▶ [REQUEST 1]:
Check three statements against the excerpt on the antecedents of libertarianism below. For each of (a), (b) and (c), answer yes or no and quote the words from the excerpt that decide it.
(a) Libertarianism grew out of a single current of thought.
(b) The excerpt treats the issue of the individual versus the state as historically prior.
(c) All the thinkers cited as sources for libertarianism rejected restrictions on property holdings.
▶ [REQUEST 2]: Write the next part of the excerpt on the antecedents of libertarianism below, picking up after its final sentence.

▶ [DOCUMENT EXCERPT]:
-.-.-

2. Antecedents of libertarianism

Libertarianism, while a relatively recent development, was formed out of several currents. The first is the issue of ’the individual versus the state’: libertarians of all ilks clearly wish to give the state only a very narrow authority. The second is the question of what should properly count as the individual’s own concern: libertarianism strongly resists the idea that the state should have a role in the regulation of possession and exchange or in the manner in which an individual chooses to live their own life. A third impetus to libertarian thinking, underlining the other two, is the classical liberal tradition, emphasizing the economic advantages of a market free from government intervention.

In tracing the development of libertarianism, it is important to see the first of these issues – the individual versus the state – as historically prior. Many of the thinkers cited as sources for libertarianism were prepared to accept great restrictions on property holdings. It is the antipathy to a powerful, centralized state that gave libertarianism its initial spur; its transformation into a defence of absolute property rights and extensive market society has been a relatively recent development.

-.-.-

▶ [DATASET ROWS]:
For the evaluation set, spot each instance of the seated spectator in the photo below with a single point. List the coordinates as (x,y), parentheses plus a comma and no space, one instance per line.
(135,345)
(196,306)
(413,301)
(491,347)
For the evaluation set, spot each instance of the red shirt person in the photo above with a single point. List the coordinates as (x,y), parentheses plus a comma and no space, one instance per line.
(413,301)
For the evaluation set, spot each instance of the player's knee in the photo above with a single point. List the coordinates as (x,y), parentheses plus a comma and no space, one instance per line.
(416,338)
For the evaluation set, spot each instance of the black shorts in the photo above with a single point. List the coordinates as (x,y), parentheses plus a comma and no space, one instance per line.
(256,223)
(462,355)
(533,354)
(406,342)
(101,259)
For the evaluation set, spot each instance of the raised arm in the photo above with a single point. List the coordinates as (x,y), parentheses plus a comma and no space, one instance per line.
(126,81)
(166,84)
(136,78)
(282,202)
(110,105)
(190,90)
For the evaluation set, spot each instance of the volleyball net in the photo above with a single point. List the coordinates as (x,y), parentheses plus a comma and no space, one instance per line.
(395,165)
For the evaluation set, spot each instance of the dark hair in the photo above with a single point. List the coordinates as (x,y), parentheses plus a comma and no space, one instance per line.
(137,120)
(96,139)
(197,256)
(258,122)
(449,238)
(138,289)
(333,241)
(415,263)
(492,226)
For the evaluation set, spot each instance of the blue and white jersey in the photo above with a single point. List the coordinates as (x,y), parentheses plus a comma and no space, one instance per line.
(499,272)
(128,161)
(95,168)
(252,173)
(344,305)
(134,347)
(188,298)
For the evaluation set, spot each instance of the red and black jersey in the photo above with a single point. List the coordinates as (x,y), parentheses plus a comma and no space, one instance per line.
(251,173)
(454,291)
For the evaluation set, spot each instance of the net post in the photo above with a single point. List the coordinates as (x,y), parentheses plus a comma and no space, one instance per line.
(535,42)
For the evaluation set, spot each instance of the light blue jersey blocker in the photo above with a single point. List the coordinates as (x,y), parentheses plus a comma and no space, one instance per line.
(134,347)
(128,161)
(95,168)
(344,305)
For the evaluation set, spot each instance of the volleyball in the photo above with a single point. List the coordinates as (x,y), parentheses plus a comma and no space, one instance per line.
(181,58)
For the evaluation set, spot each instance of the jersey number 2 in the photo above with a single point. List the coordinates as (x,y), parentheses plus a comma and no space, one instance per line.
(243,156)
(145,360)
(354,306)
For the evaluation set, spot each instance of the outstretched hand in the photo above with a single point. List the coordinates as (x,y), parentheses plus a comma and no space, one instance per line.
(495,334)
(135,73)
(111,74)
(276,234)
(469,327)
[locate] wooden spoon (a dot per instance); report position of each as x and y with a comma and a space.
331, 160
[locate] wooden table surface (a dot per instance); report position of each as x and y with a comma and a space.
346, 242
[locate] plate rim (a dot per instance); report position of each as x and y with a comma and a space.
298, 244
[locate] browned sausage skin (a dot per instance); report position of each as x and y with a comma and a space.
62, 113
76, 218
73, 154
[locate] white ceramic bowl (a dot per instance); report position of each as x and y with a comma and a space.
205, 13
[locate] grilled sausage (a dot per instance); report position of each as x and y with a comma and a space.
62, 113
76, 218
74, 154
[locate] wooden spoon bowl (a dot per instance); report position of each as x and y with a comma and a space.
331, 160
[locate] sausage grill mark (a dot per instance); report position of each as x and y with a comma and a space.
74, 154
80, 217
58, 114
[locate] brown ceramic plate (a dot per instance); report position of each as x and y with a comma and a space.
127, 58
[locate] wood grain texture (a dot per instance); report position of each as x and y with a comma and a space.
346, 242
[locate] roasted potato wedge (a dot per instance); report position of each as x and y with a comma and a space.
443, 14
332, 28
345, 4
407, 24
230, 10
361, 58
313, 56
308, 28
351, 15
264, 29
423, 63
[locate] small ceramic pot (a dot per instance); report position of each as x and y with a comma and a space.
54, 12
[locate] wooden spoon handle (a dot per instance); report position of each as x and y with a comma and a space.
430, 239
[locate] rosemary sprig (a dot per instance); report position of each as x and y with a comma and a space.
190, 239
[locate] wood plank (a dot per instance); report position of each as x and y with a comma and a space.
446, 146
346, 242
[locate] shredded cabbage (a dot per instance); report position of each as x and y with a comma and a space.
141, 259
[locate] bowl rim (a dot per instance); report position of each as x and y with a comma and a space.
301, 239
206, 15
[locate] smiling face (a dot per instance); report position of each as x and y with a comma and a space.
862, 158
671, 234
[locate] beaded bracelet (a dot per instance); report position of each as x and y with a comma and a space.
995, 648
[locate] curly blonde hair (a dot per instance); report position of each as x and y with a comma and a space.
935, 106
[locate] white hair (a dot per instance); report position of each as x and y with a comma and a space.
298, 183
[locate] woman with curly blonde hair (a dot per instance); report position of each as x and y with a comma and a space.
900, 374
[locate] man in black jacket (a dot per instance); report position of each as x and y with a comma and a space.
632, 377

-.-.-

▶ [WRITTEN RESPONSE 1]:
(a) No: "Libertarianism, while a relatively recent development, was formed out of several currents."
(b) Yes: "it is important to see the first of these issues – the individual versus the state – as historically prior."
(c) No: "Many of the thinkers cited as sources for libertarianism were prepared to accept great restrictions on property holdings."

▶ [WRITTEN RESPONSE 2]:
Given these somewhat confusing origins, it is not surprising that various forebears have been claimed for libertarianism. Clearly there are affinities between Locke’s defence of individual property rights and the doctrine of the inviolability of property that forms the heart of libertarianism (see Locke, J. §10; Inviolability). Equally, the classical liberal notion of the laissez-faire state, derived from Adam Smith (§4), has had great impact on libertarian thinking. On similar grounds, even David Hume (§5) has, with some justice, been cited as an influence on libertarian thought.

We can also see an overtly anarchist strand in libertarianism, springing from Proudhon and Max Stirner, and reaching twentieth-century individualist thought via the US libertarian Benjamin Tucker (see Anarchism §2). Thus, part of the foundation of libertarianism is an emancipatory politics, formed in radical opposition to Marxism and opposed in particular to Marx’s advocation of a highly structured, authoritarian period of politics prior to the withering of the state (see Marx, K. §12). The anarchist observation that such means would inevitably lead away from the intended end inspired reflection on how a broadly egalitarian society could be organized on truly voluntary grounds. It is something of an irony, then, that such ideas have given rise to a tradition which sometimes, and with good reason, is called anarcho-capitalism.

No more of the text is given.